>> start Information supplied

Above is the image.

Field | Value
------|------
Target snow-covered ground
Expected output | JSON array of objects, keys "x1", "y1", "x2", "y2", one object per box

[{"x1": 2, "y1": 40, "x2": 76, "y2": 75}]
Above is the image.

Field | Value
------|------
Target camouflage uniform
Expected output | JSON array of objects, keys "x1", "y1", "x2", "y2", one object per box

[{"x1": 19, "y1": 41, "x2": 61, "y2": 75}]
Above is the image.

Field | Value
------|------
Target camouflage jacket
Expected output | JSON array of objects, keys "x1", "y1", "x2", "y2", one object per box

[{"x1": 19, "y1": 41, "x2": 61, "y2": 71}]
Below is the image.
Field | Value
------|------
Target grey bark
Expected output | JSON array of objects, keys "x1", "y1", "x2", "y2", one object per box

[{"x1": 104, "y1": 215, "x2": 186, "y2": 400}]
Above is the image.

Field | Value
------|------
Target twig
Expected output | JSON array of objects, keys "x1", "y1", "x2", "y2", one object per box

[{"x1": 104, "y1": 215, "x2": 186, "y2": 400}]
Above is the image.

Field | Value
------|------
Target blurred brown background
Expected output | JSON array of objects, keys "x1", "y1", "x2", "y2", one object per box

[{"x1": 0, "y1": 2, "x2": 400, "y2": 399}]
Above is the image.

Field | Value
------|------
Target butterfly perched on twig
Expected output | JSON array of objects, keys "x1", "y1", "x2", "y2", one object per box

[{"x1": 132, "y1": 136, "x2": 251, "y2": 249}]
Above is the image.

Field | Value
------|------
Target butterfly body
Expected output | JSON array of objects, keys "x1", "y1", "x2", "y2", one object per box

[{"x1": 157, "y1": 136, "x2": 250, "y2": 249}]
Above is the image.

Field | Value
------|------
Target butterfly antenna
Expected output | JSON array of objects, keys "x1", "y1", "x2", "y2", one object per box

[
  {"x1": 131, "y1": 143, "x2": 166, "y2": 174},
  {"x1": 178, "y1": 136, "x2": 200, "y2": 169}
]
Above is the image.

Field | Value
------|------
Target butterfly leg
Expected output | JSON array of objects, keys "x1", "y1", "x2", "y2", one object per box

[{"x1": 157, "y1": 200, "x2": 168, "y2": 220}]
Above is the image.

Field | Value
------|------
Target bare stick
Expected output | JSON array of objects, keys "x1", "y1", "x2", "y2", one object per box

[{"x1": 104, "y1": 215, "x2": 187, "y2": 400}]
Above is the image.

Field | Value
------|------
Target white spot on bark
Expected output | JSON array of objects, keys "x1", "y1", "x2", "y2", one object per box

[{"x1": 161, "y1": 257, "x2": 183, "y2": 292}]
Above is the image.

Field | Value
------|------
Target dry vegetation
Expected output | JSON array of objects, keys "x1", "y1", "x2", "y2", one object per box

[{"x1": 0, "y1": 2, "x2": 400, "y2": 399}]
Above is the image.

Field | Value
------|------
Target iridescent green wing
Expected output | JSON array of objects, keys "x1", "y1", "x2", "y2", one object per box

>> end Information supplied

#### Task to complete:
Show each line of the material above that contains the string "camouflage". Case counts.

#### The reply:
Target camouflage uniform
Target camouflage jacket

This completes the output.